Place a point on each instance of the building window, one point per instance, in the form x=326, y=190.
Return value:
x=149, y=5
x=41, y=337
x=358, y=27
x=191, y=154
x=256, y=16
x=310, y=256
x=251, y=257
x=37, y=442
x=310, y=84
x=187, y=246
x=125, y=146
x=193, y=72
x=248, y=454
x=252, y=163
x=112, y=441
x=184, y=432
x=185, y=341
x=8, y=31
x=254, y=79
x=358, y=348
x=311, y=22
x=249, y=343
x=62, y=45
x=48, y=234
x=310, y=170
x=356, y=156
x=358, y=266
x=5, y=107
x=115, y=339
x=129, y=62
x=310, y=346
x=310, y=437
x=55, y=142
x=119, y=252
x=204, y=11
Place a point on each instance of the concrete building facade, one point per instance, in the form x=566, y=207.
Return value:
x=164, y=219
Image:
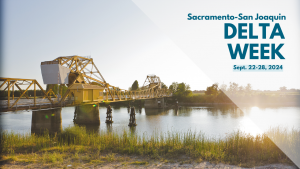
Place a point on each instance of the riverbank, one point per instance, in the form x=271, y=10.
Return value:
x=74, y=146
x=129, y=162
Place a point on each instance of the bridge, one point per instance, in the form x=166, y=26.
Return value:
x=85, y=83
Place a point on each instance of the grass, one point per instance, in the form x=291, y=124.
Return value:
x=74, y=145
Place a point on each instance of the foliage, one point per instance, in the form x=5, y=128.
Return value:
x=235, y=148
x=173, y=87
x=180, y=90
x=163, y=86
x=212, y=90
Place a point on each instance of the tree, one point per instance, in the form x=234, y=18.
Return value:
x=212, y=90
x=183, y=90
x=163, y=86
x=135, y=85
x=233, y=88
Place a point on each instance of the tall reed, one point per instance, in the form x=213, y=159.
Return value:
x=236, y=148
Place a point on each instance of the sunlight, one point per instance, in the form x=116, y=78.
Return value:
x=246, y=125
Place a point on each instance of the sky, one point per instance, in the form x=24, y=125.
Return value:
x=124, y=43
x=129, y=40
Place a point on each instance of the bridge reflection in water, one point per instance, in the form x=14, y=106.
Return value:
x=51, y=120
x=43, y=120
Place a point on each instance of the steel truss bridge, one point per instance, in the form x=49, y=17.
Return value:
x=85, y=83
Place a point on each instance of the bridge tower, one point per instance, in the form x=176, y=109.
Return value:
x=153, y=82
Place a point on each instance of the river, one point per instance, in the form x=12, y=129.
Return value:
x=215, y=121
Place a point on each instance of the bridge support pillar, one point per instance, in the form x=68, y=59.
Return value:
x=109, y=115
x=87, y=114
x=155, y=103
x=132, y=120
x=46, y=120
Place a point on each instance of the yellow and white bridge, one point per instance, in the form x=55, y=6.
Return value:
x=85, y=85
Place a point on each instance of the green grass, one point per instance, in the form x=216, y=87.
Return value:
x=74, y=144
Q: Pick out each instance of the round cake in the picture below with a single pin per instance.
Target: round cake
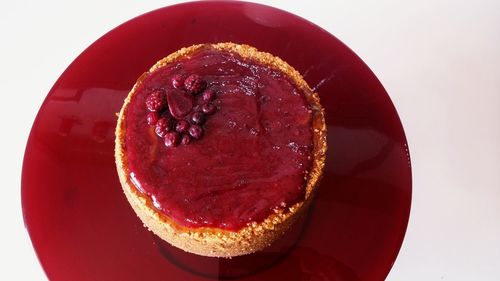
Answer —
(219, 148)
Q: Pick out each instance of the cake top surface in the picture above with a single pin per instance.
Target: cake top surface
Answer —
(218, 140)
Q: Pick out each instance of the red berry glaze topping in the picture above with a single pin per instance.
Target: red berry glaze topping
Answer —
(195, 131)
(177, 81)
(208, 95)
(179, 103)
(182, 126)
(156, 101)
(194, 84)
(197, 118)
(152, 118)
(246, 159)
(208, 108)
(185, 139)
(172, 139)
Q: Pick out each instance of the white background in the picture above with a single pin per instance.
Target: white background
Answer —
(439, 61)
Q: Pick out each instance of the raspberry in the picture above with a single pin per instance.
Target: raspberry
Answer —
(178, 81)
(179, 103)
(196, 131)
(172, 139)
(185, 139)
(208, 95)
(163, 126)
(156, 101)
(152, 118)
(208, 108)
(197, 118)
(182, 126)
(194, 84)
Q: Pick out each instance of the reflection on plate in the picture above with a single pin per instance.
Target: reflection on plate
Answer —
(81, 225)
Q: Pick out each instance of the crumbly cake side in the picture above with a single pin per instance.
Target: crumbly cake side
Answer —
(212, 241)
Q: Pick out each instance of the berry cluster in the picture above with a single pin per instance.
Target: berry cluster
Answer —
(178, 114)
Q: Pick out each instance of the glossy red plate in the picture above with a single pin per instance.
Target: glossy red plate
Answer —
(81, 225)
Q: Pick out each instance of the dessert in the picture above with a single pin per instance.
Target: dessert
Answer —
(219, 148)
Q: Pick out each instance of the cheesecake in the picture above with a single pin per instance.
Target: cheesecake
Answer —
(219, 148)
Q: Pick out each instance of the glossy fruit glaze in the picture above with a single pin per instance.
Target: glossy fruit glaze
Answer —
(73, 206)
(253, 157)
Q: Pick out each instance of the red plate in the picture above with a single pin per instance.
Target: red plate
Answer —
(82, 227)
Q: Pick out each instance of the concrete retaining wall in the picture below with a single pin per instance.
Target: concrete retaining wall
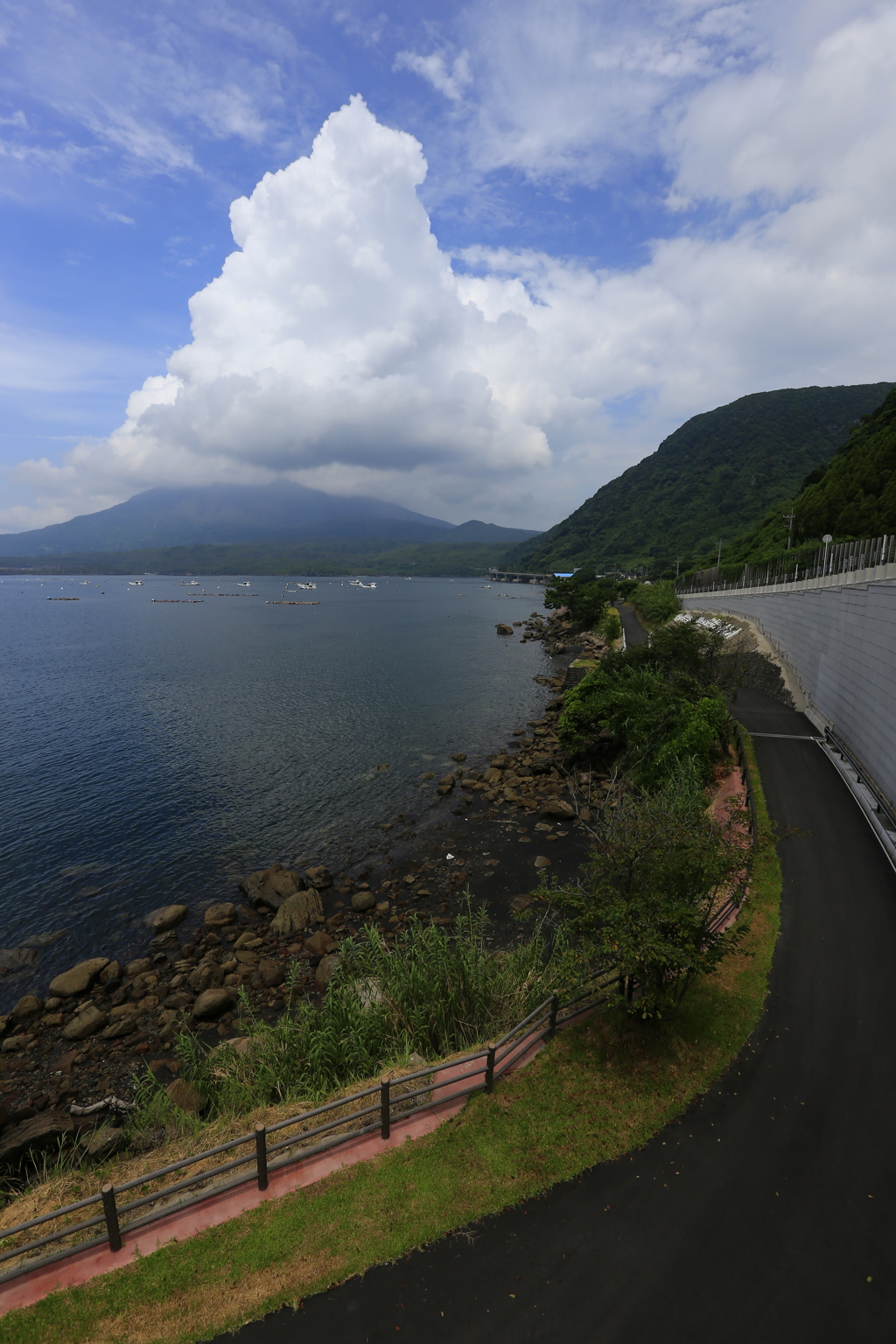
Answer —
+ + + +
• Do this: Arrange every line of the listing above in a Markdown table with the columns Row and Line, skipping blank lines and leaving out the pictures.

• Response:
| Row | Line |
|---|---|
| 1 | Place a point on each instance of the building window, one point per instance, in the form x=326, y=190. |
| 2 | Return value: |
| 3 | x=149, y=5 |
| 4 | x=41, y=337 |
| 5 | x=358, y=27 |
| 6 | x=191, y=154 |
| 7 | x=256, y=16 |
| 8 | x=310, y=256 |
| 9 | x=251, y=257 |
| 10 | x=37, y=442 |
| 11 | x=310, y=84 |
| 12 | x=187, y=246 |
| 13 | x=125, y=146 |
| 14 | x=193, y=72 |
| 15 | x=248, y=454 |
| 16 | x=252, y=163 |
| 17 | x=112, y=441 |
| 18 | x=184, y=432 |
| 19 | x=185, y=341 |
| 20 | x=8, y=31 |
| 21 | x=254, y=79 |
| 22 | x=358, y=348 |
| 23 | x=311, y=22 |
| 24 | x=249, y=343 |
| 25 | x=62, y=45 |
| 26 | x=48, y=234 |
| 27 | x=310, y=170 |
| 28 | x=356, y=156 |
| 29 | x=358, y=266 |
| 30 | x=5, y=107 |
| 31 | x=115, y=339 |
| 32 | x=129, y=62 |
| 33 | x=310, y=346 |
| 34 | x=310, y=437 |
| 35 | x=55, y=142 |
| 36 | x=119, y=252 |
| 37 | x=204, y=11 |
| 38 | Place a point on each instance of the concrete building facade, one point per instance, in the form x=566, y=207. |
| 39 | Return value: |
| 40 | x=164, y=219 |
| 41 | Image: |
| 42 | Place a point on each instance of the riverbank, one point per instance, in the form x=271, y=10. |
| 43 | Return value: |
| 44 | x=74, y=146 |
| 45 | x=129, y=162 |
| 46 | Place a point on each instance of the bridge, one point per instance, in the form x=166, y=26. |
| 47 | Return value: |
| 48 | x=85, y=83 |
| 49 | Place a point on each instance of the grass, one point per instance, in the form x=291, y=124. |
| 50 | Return value: |
| 51 | x=74, y=145 |
| 52 | Place a point on each instance of the foliage, one point per instance, in the form x=5, y=128. |
| 53 | Return value: |
| 54 | x=235, y=148 |
| 55 | x=173, y=87 |
| 56 | x=180, y=90 |
| 57 | x=163, y=86 |
| 58 | x=212, y=90 |
| 59 | Place a point on each instance of the tree, one point per instance, in the form x=234, y=18. |
| 60 | Return value: |
| 61 | x=212, y=90 |
| 62 | x=183, y=90 |
| 63 | x=163, y=86 |
| 64 | x=135, y=85 |
| 65 | x=233, y=88 |
| 66 | Place a point on each instance of the tall reed, one point per instance, in the form x=213, y=159. |
| 67 | Return value: |
| 68 | x=236, y=148 |
| 69 | Place a point on each instance of the sunlight, one point per instance, in the form x=116, y=78. |
| 70 | Return value: |
| 71 | x=246, y=125 |
| 72 | Place a point on each instance of the sky, one point per instance, in the form x=24, y=125. |
| 73 | Return value: |
| 74 | x=124, y=43 |
| 75 | x=129, y=40 |
| 76 | Place a point on each instance of the bridge reflection in water, one point per instance, in the form x=14, y=106. |
| 77 | Return value: |
| 78 | x=51, y=120 |
| 79 | x=43, y=120 |
| 80 | Place a point on each instance of the steel truss bridge, one point per instance, in the form x=49, y=17. |
| 81 | Return value: |
| 82 | x=85, y=83 |
| 83 | Place a point on each instance of the bridge tower, one point per instance, in the form x=176, y=109. |
| 84 | Return value: |
| 85 | x=153, y=82 |
| 86 | Place a point on each instance of the river, one point per instance, in the form x=12, y=129. |
| 87 | Return value: |
| 88 | x=215, y=121 |
| 89 | Place a point on each instance of the bridge support pillar, one point per instance, in the form x=68, y=59. |
| 90 | Return value: |
| 91 | x=109, y=115 |
| 92 | x=87, y=114 |
| 93 | x=155, y=103 |
| 94 | x=132, y=120 |
| 95 | x=46, y=120 |
| 96 | Place a point on each instance of the yellow and white bridge, one point per instance, in the form x=55, y=6. |
| 97 | Return value: |
| 98 | x=85, y=85 |
| 99 | Place a point on each instance of the green grass, one point per instance, in the form x=216, y=87. |
| 100 | Return value: |
| 101 | x=74, y=144 |
| 102 | Q: Pick out each instance of the round cake in the picture below with a single pin per instance. |
| 103 | Target: round cake |
| 104 | Answer — |
| 105 | (219, 148) |
| 106 | Q: Pick out each instance of the cake top surface in the picture above with a single pin per instance. |
| 107 | Target: cake top surface |
| 108 | Answer — |
| 109 | (218, 140) |
| 110 | Q: Pick out each instance of the red berry glaze topping in the picture above with a single pin per instance. |
| 111 | Target: red berry glaze topping |
| 112 | Answer — |
| 113 | (195, 131) |
| 114 | (177, 81) |
| 115 | (208, 95) |
| 116 | (179, 103) |
| 117 | (182, 126) |
| 118 | (156, 101) |
| 119 | (194, 84) |
| 120 | (197, 118) |
| 121 | (152, 118) |
| 122 | (246, 159) |
| 123 | (208, 108) |
| 124 | (185, 139) |
| 125 | (172, 139) |
| 126 | Q: Pick out each instance of the white background in the picture above with a single pin per instance. |
| 127 | Target: white background |
| 128 | Answer — |
| 129 | (439, 61) |
| 130 | Q: Pick out each instance of the raspberry in the picture above with a single pin per instance. |
| 131 | Target: raspberry |
| 132 | Answer — |
| 133 | (178, 81) |
| 134 | (179, 103) |
| 135 | (196, 131) |
| 136 | (172, 139) |
| 137 | (185, 139) |
| 138 | (208, 95) |
| 139 | (163, 126) |
| 140 | (156, 101) |
| 141 | (152, 118) |
| 142 | (208, 108) |
| 143 | (197, 118) |
| 144 | (182, 126) |
| 145 | (194, 84) |
| 146 | Q: Pick out each instance of the reflection on plate in the picture above with a single pin per instance. |
| 147 | Target: reflection on plate |
| 148 | Answer — |
| 149 | (81, 225) |
| 150 | Q: Pick out each instance of the crumbly cake side in the picture above with a single pin per instance. |
| 151 | Target: crumbly cake side |
| 152 | Answer — |
| 153 | (212, 241) |
| 154 | Q: Pick out each instance of the berry cluster in the picture above with a single pin per instance. |
| 155 | Target: berry cluster |
| 156 | Answer — |
| 157 | (178, 114) |
| 158 | Q: Pick out each instance of the glossy red plate in the picture above with a single pin per instance. |
| 159 | Target: glossy red plate |
| 160 | Answer — |
| 161 | (81, 225) |
| 162 | Q: Pick out each instance of the dessert in the picture above with a single pin per instance. |
| 163 | Target: dessert |
| 164 | Answer — |
| 165 | (219, 148) |
| 166 | Q: Pick out each instance of the cheesecake in the picture above with a single pin per instance. |
| 167 | Target: cheesecake |
| 168 | Answer — |
| 169 | (219, 148) |
| 170 | Q: Pick out each instance of the glossy fruit glaze in the picture above with a single pin per instance. |
| 171 | Target: glossy fruit glaze |
| 172 | Answer — |
| 173 | (73, 206) |
| 174 | (253, 157) |
| 175 | Q: Pick out each instance of the red plate in the picture above with a single pin per instance. |
| 176 | Target: red plate |
| 177 | Answer — |
| 178 | (82, 227) |
| 179 | Q: Pick out each instance of the concrete retaining wall in the picture below with a single pin per instance. |
| 180 | Target: concrete retaining wall |
| 181 | Answer — |